> [Ausgewählter Textauszug]

In einem traditionellen Setup würde irgendwann eine Person sprichwörtlich auf den Tisch hauen und Kraft ihrer möglichst hochrangigen Position eine Entscheidung treffen.

Mein Ansatz ist es eher, Diskussionen so zu moderieren, damit doch noch eine gemeinsame Entscheidung entstehen kann. Dass das nicht immer möglich ist, ist mir absolut bewusst. Manchmal lassen sich unterschiedliche Ansichten nicht miteinander vereinen, deshalb zählt im Zweifelsfall statt dem Titel die für die Entscheidung relevante Erfahrung einzelner Personen – denn eine Organisation ist nur dann handlungsfähig, wenn Unstimmigkeiten schnell aufgelöst werden und offene Themen nicht zu lange in der Luft hängen.

Auch wenn die Meinungen unterschiedlich sind, so ist das Ziel, dass wir unter dem Stichwort „disagree and commit” Entscheidungen selbst dann mittragen, wenn sie nicht der eigenen Ansicht entsprechen. Sollte sich herausstellen, dass eine Lösung nicht zum Ziel geführt hat, wird die erste Entscheidung als Test angesehen und neu diskutiert.

Wenn gilt, dass der Dienstgrad immer Trumpf ist, ist die Welt für alle Beteiligten ziemlich einfach

Patrick Leibold

„Dem Team zu dienen“: Böse Zungen könnten das auch Wohlfühlmanagement nennen. Wie konterst du das?

> [Datensatz]
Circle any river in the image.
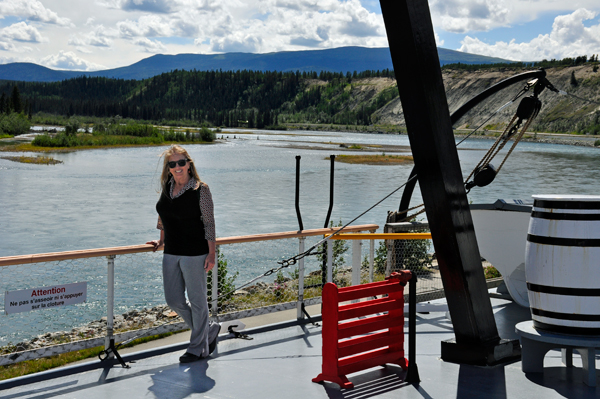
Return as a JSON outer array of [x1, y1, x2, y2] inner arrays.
[[0, 130, 600, 343]]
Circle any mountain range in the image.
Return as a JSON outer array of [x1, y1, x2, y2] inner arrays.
[[0, 47, 510, 82]]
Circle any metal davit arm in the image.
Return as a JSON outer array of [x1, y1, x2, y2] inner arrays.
[[380, 0, 520, 365], [398, 69, 546, 219]]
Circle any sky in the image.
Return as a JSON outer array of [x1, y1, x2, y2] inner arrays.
[[0, 0, 600, 71]]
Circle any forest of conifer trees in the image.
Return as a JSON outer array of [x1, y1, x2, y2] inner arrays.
[[0, 70, 393, 128]]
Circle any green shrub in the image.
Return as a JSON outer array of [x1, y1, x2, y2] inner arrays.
[[0, 112, 31, 136]]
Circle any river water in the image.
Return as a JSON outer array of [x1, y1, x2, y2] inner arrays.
[[0, 131, 600, 343]]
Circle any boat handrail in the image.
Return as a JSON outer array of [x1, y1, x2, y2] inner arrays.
[[0, 224, 379, 267]]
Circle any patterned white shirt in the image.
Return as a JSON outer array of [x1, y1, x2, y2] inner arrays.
[[156, 177, 216, 241]]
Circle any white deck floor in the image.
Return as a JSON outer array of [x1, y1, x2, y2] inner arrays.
[[0, 299, 600, 399]]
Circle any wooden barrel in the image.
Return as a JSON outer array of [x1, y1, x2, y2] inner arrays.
[[525, 195, 600, 335]]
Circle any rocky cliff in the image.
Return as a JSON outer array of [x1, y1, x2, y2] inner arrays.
[[336, 65, 600, 132]]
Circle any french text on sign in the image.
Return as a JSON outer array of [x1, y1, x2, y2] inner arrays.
[[4, 281, 87, 314]]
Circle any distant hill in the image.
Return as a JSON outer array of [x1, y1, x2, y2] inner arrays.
[[0, 47, 510, 82]]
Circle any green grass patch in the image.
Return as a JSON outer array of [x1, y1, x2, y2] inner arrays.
[[332, 154, 414, 165], [0, 155, 63, 165]]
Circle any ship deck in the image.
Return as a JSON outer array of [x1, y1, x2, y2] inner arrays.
[[0, 297, 600, 399]]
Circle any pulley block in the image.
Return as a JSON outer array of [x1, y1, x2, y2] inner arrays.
[[517, 96, 542, 119]]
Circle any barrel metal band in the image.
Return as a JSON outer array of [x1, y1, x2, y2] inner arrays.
[[533, 199, 600, 209], [527, 283, 600, 296], [531, 308, 600, 321], [527, 234, 600, 247], [531, 211, 600, 221], [533, 320, 600, 335]]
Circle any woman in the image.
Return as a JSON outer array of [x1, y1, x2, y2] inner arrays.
[[146, 145, 220, 363]]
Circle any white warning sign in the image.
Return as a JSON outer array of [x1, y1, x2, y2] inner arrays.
[[4, 282, 87, 314]]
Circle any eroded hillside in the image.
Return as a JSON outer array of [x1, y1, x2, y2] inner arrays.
[[332, 65, 600, 131]]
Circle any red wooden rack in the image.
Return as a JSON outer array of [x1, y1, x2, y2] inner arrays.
[[312, 270, 418, 388]]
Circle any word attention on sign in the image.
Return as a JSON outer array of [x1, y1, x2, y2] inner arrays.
[[4, 282, 87, 314]]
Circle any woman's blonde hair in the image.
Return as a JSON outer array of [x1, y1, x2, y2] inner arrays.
[[160, 144, 202, 193]]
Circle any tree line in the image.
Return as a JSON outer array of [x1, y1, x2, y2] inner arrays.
[[0, 69, 394, 128]]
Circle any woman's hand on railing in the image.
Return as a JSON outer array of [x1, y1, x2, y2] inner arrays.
[[146, 240, 163, 252]]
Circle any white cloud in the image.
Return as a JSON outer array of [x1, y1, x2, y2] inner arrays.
[[68, 25, 118, 48], [430, 0, 510, 33], [133, 37, 166, 53], [459, 9, 600, 61], [0, 22, 48, 43], [117, 15, 173, 38], [0, 40, 17, 52], [120, 0, 176, 13], [0, 0, 71, 26], [38, 50, 106, 71], [188, 0, 387, 53]]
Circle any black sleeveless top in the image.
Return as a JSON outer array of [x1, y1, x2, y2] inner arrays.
[[156, 185, 209, 256]]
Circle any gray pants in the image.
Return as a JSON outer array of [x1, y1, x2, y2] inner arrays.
[[163, 254, 209, 357]]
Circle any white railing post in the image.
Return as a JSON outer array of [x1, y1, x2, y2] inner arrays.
[[211, 246, 219, 317], [104, 255, 116, 358], [369, 240, 375, 283], [296, 237, 306, 320], [352, 240, 362, 285], [327, 239, 333, 283]]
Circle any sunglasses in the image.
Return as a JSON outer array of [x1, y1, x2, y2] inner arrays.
[[167, 159, 188, 169]]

> [Aufgaben]
1) Was zählt laut dem Textauszug über Entscheidungen im Team im Zweifelsfall statt dem Titel?
2) Führe den Textauszug über Entscheidungen im Team nach seinem letzten Satz fort.

> [Lösungen]
1) Die für die Entscheidung relevante Erfahrung einzelner Personen.

2)
Gegenfrage: Wie konnte es soweit kommen, dass offensichtlich ein Managementstil, der eben nicht zu einem guten Gefühl bei den Mitarbeiter:innen führt, der Standard ist? 

Aber im Ernst – eine gute Atmosphäre zu schaffen, ist auf den ersten Blick eine nette Sache, weil es sich in Watte gepackt immer leichter lebt. Einen Schritt weiter gedacht ist es aber eine Methode, um das Unternehmen besser und leistungsfähiger zu machen.

Unglückliche Menschen leisten aus Angst und unter Druck, leider aber nicht nachhaltig. Wer sich hingegen mit dem Unternehmen identifiziert und Teil des Erfolgs ist, ist intrinsisch motiviert, gute Ergebnissen zu liefern. Eine anständige Unternehmenskultur ist also auch wirtschaftlich sinnvoll. 

Welche Missverständnisse herrschen noch beim Thema Servant Leadership?

Es gibt ein ganz grundlegendes Missverständnis, dass die ganze Diskussion leider oft in falsche Bahnen lenkt: Servant Leadership, also ein Führen auf Augenhöhe, ist tatsächlich das Gegenteil von Wohlfühlmanagement. Wenn gilt, dass der Dienstgrad immer Trumpf ist, ist die Welt für alle Beteiligten ziemlich einfach.

Die Mitarbeiter:innen können innerhalb enger Rahmen agieren, sich zurückzulehnen und den Chef, beziehungsweise die Chef:in machen lassen, anstatt selbst die Verantwortung zu übernehmen. Und Leader:innen können ohne Input von anderen einfach vor sich hin entscheiden.

Loslassen und das Team „einfach machen lassen“ ist schwerer als gedacht

Patrick Leibold

Viel anstrengender ist es hingegen, selbst mitzudenken, die eigenen Eitelkeiten zur Seite zu schieben und offen für andere Meinungen zu sein. Loslassen und das Team „einfach machen lassen“ ist schwerer als gedacht, denn auch wenn ich die Entscheidung nicht selbst fälle, die Verantwortung trage ich am Ende doch.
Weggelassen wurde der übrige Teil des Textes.